▶ **Quoted passage**
——————
A stand-up philosopher who made a unique contribution to science, humanism, and the hidden arts, Terence McKenna (1946–2000) was the twentieth century’s psychedelic Renaissance man. Perfecting his rugged philosophy on the role of psychedelics in evolution, consciousness, and time, McKenna was a riotous charmer who stalked the shadows, but also sought the iridescence. More than twenty years since his untimely passing, McKenna has an enduring magnetism across the virtual pop stream, in pervasive digitization, and within social media networks. In Strange Attractor, the first biography of this enigmatic figure, Graham St John detects the signal behind the noise.
This book is an engaging chronicle of the life, works, and legacy of this brazen adventurer of the inner and outer dimensions, whose weird intelligence has affected multitudes and whose spirit continues to haunt the present. It draws on original documents and letters, features fifty two rare photographs and artworks, and shares previously untold stories from over eighty people. Neither glorifying nor disparaging its subject, Strange Attractor will appeal to those interested in the evolution of a psychedelic intellectual, and to those for whom McKenna’s wisdom endures.
——————
Can you copy the Terence McKenna book description word for word, starting with "A stand-up philosopher" and going on through "behind the noise."?
——————
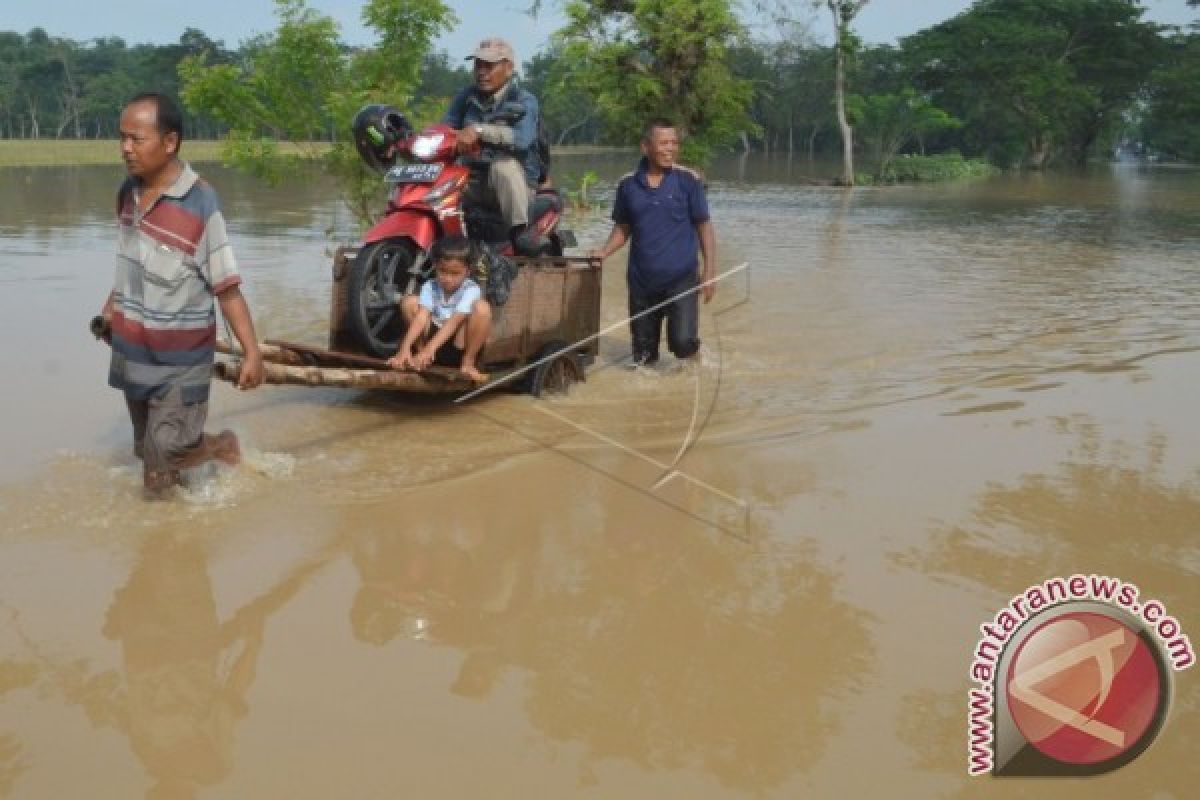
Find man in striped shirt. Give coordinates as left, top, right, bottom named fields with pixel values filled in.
left=103, top=94, right=264, bottom=494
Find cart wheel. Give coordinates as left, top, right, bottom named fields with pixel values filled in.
left=346, top=239, right=416, bottom=359
left=526, top=342, right=584, bottom=397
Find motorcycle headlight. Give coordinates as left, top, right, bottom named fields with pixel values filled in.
left=413, top=133, right=446, bottom=160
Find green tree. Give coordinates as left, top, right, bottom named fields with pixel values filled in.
left=1142, top=26, right=1200, bottom=163
left=814, top=0, right=868, bottom=186
left=521, top=44, right=601, bottom=144
left=846, top=88, right=962, bottom=179
left=557, top=0, right=754, bottom=162
left=901, top=0, right=1160, bottom=168
left=179, top=0, right=455, bottom=223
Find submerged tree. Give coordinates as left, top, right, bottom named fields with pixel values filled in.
left=179, top=0, right=455, bottom=222
left=815, top=0, right=869, bottom=186
left=902, top=0, right=1162, bottom=168
left=557, top=0, right=754, bottom=161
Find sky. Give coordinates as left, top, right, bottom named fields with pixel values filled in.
left=0, top=0, right=1200, bottom=61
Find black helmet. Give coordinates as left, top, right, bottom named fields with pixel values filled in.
left=350, top=103, right=413, bottom=173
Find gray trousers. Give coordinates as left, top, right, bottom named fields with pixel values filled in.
left=469, top=157, right=533, bottom=230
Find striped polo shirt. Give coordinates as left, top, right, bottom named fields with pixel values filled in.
left=108, top=164, right=241, bottom=403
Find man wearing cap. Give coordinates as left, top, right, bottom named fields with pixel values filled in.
left=442, top=36, right=541, bottom=251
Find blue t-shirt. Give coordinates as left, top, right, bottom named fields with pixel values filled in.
left=416, top=278, right=482, bottom=327
left=612, top=158, right=709, bottom=289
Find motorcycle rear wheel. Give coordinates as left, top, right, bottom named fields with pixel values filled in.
left=346, top=237, right=416, bottom=359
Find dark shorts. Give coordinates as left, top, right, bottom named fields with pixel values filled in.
left=125, top=386, right=209, bottom=473
left=629, top=272, right=700, bottom=363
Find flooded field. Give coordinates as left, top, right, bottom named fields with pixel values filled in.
left=0, top=151, right=1200, bottom=800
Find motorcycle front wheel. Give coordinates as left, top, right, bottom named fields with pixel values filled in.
left=346, top=237, right=416, bottom=359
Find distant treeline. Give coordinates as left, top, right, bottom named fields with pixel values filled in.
left=0, top=0, right=1200, bottom=166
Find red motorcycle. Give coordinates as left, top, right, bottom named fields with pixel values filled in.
left=347, top=106, right=575, bottom=357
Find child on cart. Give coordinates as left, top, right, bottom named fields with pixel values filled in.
left=388, top=236, right=492, bottom=383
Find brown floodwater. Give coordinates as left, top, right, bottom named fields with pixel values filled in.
left=0, top=153, right=1200, bottom=800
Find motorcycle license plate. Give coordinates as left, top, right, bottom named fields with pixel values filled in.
left=384, top=164, right=442, bottom=184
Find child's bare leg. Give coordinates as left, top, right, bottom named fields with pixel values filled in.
left=400, top=294, right=421, bottom=327
left=460, top=300, right=492, bottom=381
left=388, top=294, right=427, bottom=369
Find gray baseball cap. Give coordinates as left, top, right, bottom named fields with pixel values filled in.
left=467, top=36, right=517, bottom=64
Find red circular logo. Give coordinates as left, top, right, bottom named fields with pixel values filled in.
left=1004, top=612, right=1165, bottom=764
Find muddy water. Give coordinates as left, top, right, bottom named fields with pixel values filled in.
left=0, top=162, right=1200, bottom=799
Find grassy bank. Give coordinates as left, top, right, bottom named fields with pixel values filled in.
left=0, top=139, right=622, bottom=167
left=854, top=152, right=1000, bottom=186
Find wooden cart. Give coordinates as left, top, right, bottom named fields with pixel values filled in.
left=216, top=247, right=600, bottom=395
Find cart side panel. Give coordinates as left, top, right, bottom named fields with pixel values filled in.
left=484, top=269, right=534, bottom=363
left=560, top=267, right=600, bottom=356
left=526, top=266, right=570, bottom=357
left=329, top=247, right=359, bottom=353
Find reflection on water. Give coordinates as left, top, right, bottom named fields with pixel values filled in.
left=0, top=154, right=1200, bottom=798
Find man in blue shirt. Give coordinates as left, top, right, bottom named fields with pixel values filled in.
left=594, top=119, right=716, bottom=365
left=442, top=36, right=542, bottom=243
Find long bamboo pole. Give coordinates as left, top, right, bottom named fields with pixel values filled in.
left=212, top=361, right=475, bottom=395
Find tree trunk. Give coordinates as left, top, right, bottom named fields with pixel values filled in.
left=834, top=17, right=854, bottom=186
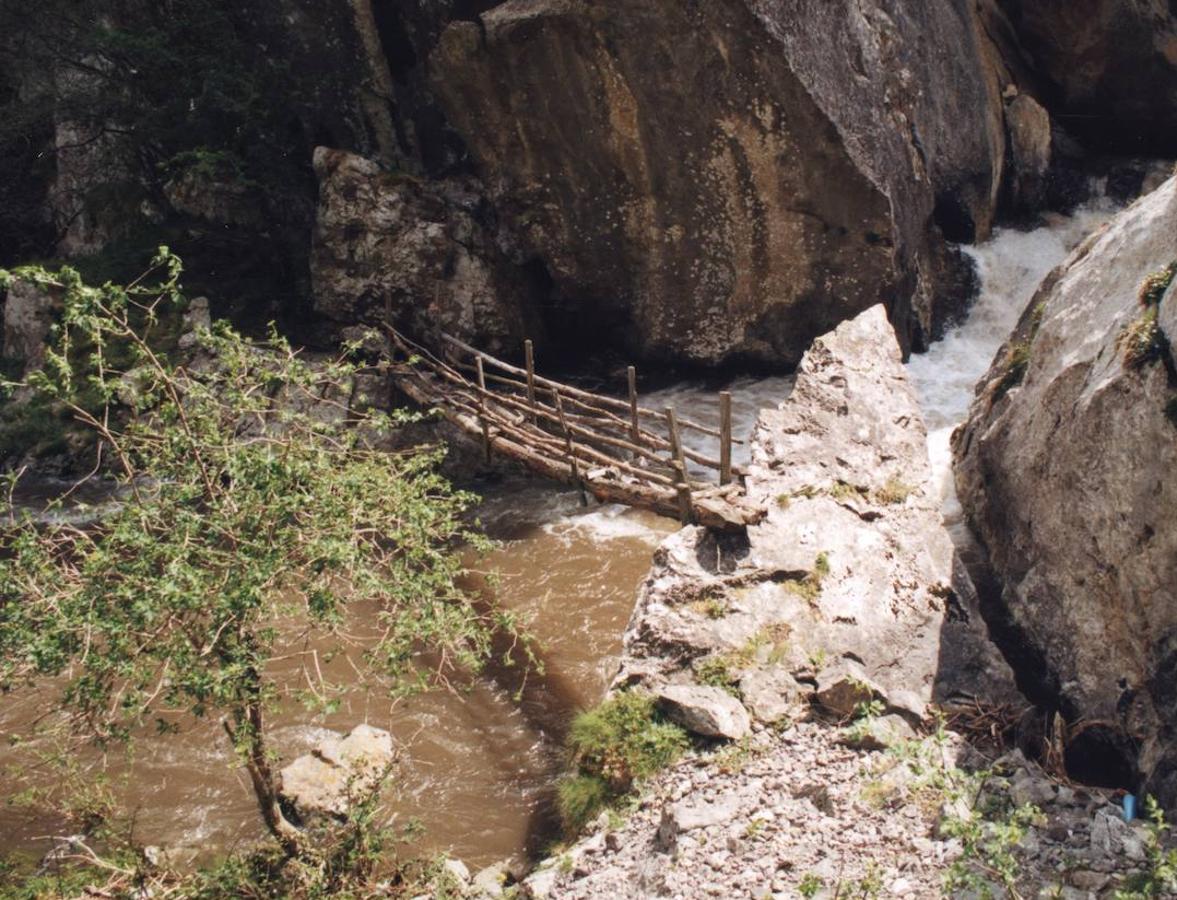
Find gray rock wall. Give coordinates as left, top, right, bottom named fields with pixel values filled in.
left=431, top=0, right=1005, bottom=364
left=955, top=179, right=1177, bottom=804
left=999, top=0, right=1177, bottom=158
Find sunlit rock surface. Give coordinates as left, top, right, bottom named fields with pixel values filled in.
left=955, top=179, right=1177, bottom=802
left=617, top=307, right=1017, bottom=721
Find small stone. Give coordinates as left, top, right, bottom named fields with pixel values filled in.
left=441, top=859, right=470, bottom=885
left=816, top=659, right=882, bottom=716
left=524, top=866, right=560, bottom=900
left=657, top=796, right=740, bottom=849
left=932, top=798, right=972, bottom=840
left=280, top=725, right=393, bottom=822
left=739, top=668, right=809, bottom=725
left=840, top=714, right=916, bottom=751
left=658, top=685, right=752, bottom=740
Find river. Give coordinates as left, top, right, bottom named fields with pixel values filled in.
left=0, top=207, right=1110, bottom=868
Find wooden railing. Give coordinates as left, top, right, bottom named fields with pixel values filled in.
left=386, top=326, right=763, bottom=527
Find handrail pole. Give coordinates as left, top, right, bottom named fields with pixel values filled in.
left=523, top=340, right=539, bottom=425
left=625, top=366, right=641, bottom=459
left=719, top=391, right=732, bottom=485
left=474, top=356, right=491, bottom=464
left=552, top=391, right=589, bottom=506
left=666, top=406, right=693, bottom=525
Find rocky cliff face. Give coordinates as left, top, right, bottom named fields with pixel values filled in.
left=311, top=147, right=540, bottom=352
left=999, top=0, right=1177, bottom=156
left=617, top=306, right=1016, bottom=724
left=955, top=179, right=1177, bottom=804
left=432, top=0, right=1004, bottom=364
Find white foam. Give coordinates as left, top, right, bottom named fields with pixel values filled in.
left=907, top=202, right=1113, bottom=527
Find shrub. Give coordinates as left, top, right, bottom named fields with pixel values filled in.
left=0, top=248, right=513, bottom=872
left=559, top=691, right=690, bottom=833
left=558, top=775, right=616, bottom=834
left=1116, top=306, right=1168, bottom=368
——————
▶ **Written answer**
A stand-up philosopher who made a unique contribution to science, humanism, and the hidden arts, Terence McKenna (1946–2000) was the twentieth century’s psychedelic Renaissance man. Perfecting his rugged philosophy on the role of psychedelics in evolution, consciousness, and time, McKenna was a riotous charmer who stalked the shadows, but also sought the iridescence. More than twenty years since his untimely passing, McKenna has an enduring magnetism across the virtual pop stream, in pervasive digitization, and within social media networks. In Strange Attractor, the first biography of this enigmatic figure, Graham St John detects the signal behind the noise.